:: What is being asked ::
Extract every line of the records that contains the word "exoskeleton", and copy each one out.

★ ★ ★

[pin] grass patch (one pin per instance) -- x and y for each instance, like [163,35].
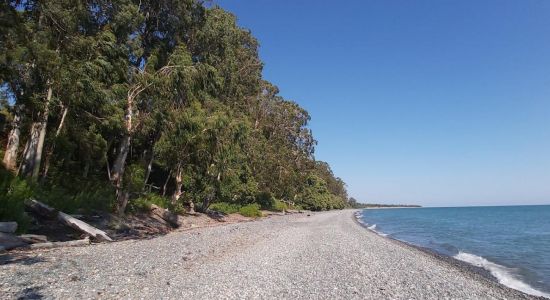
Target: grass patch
[13,193]
[251,210]
[226,208]
[143,203]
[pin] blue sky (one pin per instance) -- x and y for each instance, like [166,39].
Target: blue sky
[440,103]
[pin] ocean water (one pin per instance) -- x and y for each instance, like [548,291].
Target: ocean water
[511,242]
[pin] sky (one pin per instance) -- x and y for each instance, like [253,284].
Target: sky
[437,103]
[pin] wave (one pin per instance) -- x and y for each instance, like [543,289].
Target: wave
[372,228]
[503,274]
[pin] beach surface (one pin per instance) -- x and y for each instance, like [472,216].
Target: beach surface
[322,256]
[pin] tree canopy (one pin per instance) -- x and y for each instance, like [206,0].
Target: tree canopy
[105,102]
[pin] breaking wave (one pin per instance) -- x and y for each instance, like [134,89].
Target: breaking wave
[503,274]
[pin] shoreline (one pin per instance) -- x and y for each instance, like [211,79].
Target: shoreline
[479,273]
[318,255]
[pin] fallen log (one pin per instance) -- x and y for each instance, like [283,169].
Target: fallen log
[41,208]
[33,238]
[168,216]
[84,227]
[8,227]
[10,241]
[45,210]
[49,245]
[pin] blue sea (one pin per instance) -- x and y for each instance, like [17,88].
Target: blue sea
[511,242]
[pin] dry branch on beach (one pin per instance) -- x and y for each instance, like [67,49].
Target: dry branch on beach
[47,211]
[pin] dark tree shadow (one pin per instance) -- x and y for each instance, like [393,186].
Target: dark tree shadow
[22,259]
[30,293]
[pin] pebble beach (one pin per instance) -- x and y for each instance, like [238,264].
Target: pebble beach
[321,256]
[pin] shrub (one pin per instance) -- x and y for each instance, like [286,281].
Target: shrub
[226,208]
[143,203]
[279,206]
[266,200]
[91,195]
[251,210]
[13,192]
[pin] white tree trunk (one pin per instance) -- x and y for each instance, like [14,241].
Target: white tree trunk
[10,156]
[179,184]
[50,151]
[30,150]
[33,155]
[42,136]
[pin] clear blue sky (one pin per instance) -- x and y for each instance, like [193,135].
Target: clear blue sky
[440,103]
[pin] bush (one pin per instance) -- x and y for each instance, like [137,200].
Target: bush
[13,193]
[91,195]
[226,208]
[251,210]
[143,203]
[279,206]
[266,200]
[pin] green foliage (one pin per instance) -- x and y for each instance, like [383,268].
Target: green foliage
[78,196]
[170,94]
[251,210]
[13,193]
[316,196]
[266,200]
[279,206]
[143,203]
[226,208]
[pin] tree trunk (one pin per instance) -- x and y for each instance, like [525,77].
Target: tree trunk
[149,167]
[122,201]
[33,157]
[118,167]
[166,183]
[10,156]
[49,153]
[179,184]
[120,162]
[30,150]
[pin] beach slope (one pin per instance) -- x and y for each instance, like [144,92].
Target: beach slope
[322,256]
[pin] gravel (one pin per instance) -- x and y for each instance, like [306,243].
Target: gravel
[325,255]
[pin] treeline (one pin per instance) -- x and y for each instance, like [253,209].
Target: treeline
[106,104]
[352,202]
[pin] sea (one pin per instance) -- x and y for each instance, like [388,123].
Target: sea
[511,242]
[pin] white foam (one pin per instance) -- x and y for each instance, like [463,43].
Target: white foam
[503,274]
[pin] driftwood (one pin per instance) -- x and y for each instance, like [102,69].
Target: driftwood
[84,227]
[83,242]
[166,215]
[41,208]
[33,238]
[8,227]
[45,210]
[10,241]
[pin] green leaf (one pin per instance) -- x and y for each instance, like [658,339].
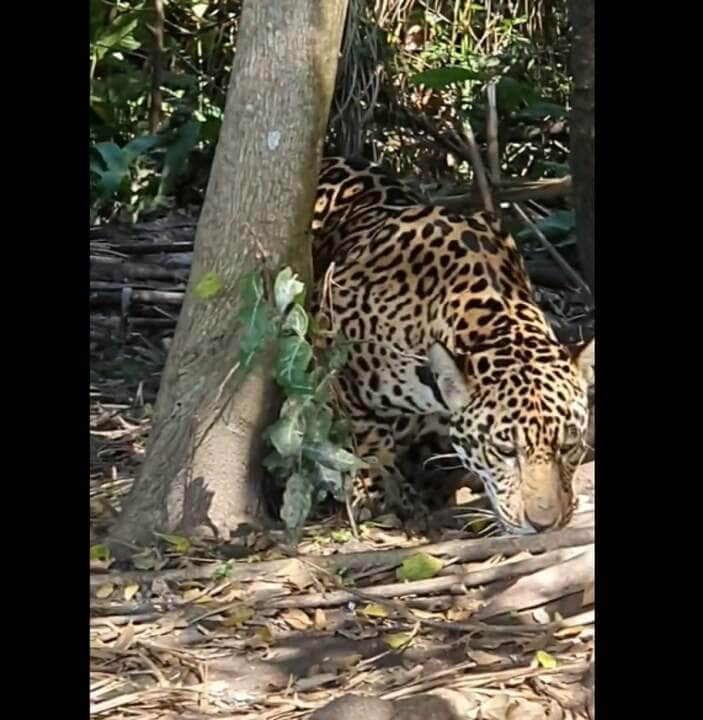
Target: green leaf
[541,110]
[554,227]
[257,325]
[296,321]
[174,160]
[419,566]
[512,93]
[208,286]
[333,457]
[109,182]
[139,146]
[252,290]
[286,435]
[546,660]
[178,543]
[114,158]
[199,9]
[374,610]
[439,78]
[292,360]
[318,421]
[297,501]
[278,465]
[340,432]
[285,289]
[330,481]
[100,552]
[557,169]
[117,34]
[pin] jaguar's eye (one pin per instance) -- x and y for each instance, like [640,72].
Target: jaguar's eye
[572,439]
[505,450]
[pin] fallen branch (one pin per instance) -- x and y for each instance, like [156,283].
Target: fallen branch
[507,191]
[461,550]
[553,252]
[549,584]
[115,268]
[112,295]
[456,582]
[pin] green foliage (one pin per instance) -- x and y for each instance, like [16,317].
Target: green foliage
[208,286]
[196,63]
[556,227]
[440,78]
[309,441]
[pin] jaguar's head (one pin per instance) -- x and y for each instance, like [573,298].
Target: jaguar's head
[520,426]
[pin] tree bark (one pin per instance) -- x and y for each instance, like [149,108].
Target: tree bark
[203,463]
[582,130]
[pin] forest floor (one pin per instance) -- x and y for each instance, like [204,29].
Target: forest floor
[445,626]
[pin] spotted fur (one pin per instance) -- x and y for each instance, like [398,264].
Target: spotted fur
[445,337]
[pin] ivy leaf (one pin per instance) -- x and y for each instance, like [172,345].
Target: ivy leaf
[331,481]
[375,610]
[296,321]
[333,457]
[286,436]
[439,78]
[255,317]
[99,552]
[294,355]
[297,501]
[318,421]
[419,566]
[278,465]
[285,289]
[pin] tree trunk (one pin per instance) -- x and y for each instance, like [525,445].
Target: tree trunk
[582,129]
[203,464]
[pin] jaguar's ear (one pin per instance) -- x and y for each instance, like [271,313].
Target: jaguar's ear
[449,377]
[585,360]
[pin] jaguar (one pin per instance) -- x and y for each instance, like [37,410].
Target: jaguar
[444,337]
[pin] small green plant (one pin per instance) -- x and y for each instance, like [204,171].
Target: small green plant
[309,440]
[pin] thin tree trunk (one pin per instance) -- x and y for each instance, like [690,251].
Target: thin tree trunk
[582,130]
[203,464]
[157,56]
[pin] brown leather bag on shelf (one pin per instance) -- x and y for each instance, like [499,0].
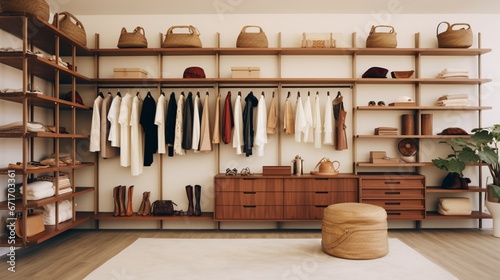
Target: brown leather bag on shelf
[134,39]
[190,39]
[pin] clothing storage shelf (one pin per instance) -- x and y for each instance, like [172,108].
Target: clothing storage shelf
[419,85]
[205,216]
[35,70]
[41,202]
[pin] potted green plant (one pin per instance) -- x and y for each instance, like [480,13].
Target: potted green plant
[481,147]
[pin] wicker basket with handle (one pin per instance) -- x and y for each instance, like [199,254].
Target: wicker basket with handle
[381,39]
[39,8]
[134,39]
[251,39]
[182,40]
[75,30]
[454,38]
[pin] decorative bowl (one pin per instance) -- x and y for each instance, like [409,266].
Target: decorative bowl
[402,74]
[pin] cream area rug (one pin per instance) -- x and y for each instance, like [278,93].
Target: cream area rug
[256,259]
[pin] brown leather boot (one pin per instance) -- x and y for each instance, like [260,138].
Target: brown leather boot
[197,195]
[147,205]
[116,198]
[121,195]
[129,201]
[189,193]
[141,208]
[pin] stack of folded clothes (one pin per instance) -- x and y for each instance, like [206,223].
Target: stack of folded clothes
[64,208]
[64,184]
[453,73]
[453,100]
[17,127]
[386,131]
[38,190]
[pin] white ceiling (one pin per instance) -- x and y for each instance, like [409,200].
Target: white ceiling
[130,7]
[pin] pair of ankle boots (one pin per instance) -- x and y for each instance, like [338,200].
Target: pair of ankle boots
[193,209]
[123,208]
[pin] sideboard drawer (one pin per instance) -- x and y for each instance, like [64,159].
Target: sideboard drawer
[319,197]
[249,198]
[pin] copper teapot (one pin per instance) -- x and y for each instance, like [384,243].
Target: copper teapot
[327,167]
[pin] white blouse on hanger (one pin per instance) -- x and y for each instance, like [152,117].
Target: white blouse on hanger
[160,118]
[95,128]
[124,121]
[113,114]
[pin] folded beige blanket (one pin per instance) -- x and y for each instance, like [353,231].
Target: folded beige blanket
[455,206]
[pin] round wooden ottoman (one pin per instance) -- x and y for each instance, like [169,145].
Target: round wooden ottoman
[355,231]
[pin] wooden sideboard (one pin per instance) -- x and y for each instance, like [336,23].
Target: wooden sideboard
[280,198]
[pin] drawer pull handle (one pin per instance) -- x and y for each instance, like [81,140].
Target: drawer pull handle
[393,203]
[392,192]
[394,213]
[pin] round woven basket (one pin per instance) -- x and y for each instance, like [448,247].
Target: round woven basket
[251,39]
[381,39]
[39,8]
[355,231]
[74,30]
[454,38]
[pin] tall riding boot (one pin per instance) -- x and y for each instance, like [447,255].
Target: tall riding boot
[116,199]
[121,195]
[130,211]
[141,208]
[197,195]
[189,192]
[147,205]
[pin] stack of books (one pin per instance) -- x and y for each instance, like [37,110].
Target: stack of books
[453,73]
[386,131]
[453,100]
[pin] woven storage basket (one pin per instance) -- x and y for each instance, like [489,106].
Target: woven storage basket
[355,231]
[134,39]
[454,38]
[74,29]
[39,8]
[381,39]
[251,39]
[182,40]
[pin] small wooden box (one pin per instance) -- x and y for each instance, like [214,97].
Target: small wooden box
[377,154]
[276,170]
[245,72]
[130,73]
[385,160]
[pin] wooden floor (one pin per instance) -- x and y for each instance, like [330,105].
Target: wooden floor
[468,254]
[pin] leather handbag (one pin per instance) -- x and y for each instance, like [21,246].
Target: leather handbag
[378,39]
[194,72]
[182,40]
[70,25]
[134,39]
[454,38]
[251,39]
[163,208]
[34,225]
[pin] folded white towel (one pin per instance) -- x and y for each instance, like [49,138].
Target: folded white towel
[38,186]
[454,206]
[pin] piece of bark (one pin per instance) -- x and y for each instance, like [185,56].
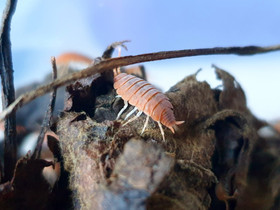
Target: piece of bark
[28,188]
[211,150]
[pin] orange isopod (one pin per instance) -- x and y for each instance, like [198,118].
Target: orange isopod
[146,98]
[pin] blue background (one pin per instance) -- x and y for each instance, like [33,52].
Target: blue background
[41,29]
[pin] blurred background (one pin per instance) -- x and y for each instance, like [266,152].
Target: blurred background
[41,29]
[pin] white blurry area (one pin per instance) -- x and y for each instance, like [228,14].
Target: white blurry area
[41,29]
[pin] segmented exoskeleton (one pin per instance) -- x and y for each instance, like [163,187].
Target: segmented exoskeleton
[146,98]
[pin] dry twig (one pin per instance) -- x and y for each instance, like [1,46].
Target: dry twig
[48,116]
[6,66]
[108,64]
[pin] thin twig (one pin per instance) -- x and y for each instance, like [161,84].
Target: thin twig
[6,66]
[48,116]
[109,64]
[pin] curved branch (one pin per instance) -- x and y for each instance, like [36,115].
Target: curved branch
[108,64]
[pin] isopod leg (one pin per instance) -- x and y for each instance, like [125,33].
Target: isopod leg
[133,118]
[130,113]
[122,110]
[161,130]
[145,125]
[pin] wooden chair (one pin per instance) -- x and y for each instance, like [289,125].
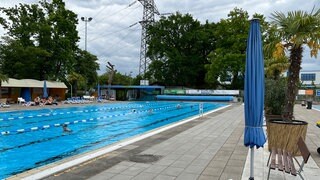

★ ★ ★

:: Expected answer ::
[pin] segmented exoskeleton (one pin per instance) -- x and y for each instance, like [163,187].
Target: segmented exoskeleton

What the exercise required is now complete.